#### [Entries]
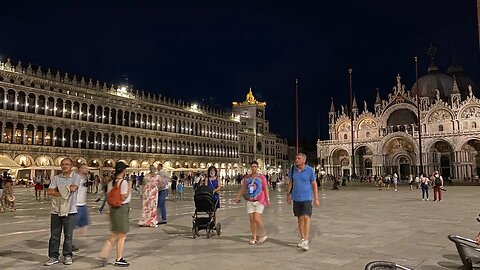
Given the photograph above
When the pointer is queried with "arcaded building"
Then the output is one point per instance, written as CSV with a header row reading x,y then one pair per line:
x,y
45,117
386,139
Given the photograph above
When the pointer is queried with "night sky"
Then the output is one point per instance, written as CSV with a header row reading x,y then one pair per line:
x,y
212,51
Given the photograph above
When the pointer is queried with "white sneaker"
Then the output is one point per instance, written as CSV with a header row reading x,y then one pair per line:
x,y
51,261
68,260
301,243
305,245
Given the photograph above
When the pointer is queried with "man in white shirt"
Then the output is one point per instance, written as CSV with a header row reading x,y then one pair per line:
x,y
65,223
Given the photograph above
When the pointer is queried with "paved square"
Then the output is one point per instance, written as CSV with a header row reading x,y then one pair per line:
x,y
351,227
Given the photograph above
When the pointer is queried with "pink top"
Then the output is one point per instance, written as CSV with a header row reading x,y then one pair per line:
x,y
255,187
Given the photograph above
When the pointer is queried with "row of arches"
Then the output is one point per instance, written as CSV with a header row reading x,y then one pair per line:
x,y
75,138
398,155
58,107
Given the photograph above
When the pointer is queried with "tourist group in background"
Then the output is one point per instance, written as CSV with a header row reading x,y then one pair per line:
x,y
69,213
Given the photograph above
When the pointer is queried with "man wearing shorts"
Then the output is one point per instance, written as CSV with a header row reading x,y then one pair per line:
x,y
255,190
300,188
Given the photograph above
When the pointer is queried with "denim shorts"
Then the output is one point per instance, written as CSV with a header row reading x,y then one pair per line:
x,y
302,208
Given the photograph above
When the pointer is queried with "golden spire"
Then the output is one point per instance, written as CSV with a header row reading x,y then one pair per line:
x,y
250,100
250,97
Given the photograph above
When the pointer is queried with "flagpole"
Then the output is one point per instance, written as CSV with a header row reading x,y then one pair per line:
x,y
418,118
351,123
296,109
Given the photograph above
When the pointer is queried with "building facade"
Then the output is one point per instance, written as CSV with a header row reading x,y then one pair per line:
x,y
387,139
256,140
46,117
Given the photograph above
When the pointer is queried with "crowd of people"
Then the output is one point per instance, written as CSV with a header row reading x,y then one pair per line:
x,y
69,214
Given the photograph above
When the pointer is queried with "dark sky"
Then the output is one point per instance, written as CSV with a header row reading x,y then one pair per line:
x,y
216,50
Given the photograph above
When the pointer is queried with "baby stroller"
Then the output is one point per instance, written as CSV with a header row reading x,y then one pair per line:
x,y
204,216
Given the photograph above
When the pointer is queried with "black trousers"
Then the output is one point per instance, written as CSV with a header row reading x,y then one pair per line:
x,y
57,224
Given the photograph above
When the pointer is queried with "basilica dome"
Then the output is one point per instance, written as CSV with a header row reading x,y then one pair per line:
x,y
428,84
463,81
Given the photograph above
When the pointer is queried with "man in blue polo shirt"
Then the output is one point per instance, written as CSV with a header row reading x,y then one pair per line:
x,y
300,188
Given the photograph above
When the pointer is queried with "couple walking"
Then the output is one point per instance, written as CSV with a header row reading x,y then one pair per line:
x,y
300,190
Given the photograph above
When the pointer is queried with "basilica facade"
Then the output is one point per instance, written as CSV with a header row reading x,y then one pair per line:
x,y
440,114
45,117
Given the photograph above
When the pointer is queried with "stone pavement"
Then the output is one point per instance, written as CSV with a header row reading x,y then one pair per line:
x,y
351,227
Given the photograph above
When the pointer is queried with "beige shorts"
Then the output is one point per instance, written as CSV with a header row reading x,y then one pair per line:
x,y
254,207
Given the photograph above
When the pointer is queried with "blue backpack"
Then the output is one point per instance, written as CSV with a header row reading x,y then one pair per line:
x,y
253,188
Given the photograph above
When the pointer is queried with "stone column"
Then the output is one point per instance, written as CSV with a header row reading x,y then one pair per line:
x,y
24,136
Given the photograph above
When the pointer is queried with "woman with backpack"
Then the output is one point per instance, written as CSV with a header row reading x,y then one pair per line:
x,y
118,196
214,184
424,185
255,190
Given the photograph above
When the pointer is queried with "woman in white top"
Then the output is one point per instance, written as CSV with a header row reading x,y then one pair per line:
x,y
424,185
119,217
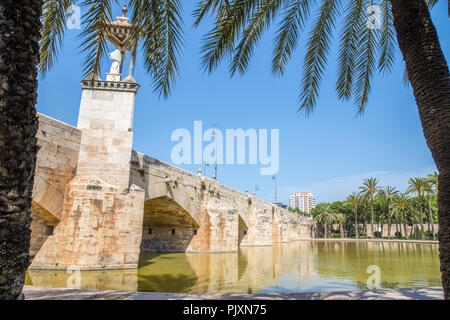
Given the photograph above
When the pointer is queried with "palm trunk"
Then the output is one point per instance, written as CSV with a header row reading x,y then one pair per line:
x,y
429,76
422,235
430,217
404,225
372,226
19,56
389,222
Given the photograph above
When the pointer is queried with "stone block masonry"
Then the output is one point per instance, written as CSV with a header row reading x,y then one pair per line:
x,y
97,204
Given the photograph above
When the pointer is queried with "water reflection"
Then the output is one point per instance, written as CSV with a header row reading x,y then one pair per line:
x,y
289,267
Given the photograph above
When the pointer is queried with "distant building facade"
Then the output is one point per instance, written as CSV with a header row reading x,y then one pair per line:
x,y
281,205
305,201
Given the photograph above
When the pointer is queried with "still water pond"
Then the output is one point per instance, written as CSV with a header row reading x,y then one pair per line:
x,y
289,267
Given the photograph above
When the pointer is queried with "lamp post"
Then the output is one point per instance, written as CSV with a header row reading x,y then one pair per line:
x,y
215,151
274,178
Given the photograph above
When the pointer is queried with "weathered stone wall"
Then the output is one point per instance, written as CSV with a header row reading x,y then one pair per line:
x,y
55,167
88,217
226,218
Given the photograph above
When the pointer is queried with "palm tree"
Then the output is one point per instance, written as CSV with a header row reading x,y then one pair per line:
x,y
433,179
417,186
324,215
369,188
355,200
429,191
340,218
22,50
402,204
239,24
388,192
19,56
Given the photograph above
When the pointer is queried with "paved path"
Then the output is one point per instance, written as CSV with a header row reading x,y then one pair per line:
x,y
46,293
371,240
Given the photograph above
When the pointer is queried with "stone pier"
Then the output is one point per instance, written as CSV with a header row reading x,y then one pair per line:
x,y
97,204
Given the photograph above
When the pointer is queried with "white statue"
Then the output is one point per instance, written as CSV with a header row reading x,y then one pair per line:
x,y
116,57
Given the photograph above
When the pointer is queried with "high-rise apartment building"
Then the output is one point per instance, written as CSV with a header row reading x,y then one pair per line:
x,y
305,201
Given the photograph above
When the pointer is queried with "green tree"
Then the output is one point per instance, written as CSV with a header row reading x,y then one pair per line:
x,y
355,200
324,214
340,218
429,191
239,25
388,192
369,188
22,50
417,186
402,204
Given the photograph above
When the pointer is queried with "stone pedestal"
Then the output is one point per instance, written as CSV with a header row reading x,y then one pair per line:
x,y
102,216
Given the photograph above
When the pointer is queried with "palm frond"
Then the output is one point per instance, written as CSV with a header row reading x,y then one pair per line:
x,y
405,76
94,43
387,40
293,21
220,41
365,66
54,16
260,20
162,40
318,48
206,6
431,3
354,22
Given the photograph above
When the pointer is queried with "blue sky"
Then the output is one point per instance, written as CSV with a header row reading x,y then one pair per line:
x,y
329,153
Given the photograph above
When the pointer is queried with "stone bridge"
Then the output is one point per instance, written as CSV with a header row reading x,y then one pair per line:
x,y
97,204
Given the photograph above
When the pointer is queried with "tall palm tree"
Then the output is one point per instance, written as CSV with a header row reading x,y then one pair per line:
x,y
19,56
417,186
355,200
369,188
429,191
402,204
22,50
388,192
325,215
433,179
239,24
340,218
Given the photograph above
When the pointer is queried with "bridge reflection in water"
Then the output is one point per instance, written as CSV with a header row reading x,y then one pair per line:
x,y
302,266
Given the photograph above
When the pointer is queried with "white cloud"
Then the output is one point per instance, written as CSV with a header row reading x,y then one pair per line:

#### [Task brief]
Report each line of the rows above that contains the word "white" and copy those lines in full.

#### [The response]
When the pointer is queried with "white sneaker"
When the pointer is queried with "man in white shirt"
When the pointer is queried with "woman in white top"
When the pointer is queried with "white statue"
When the pointer is queried with "white cloud"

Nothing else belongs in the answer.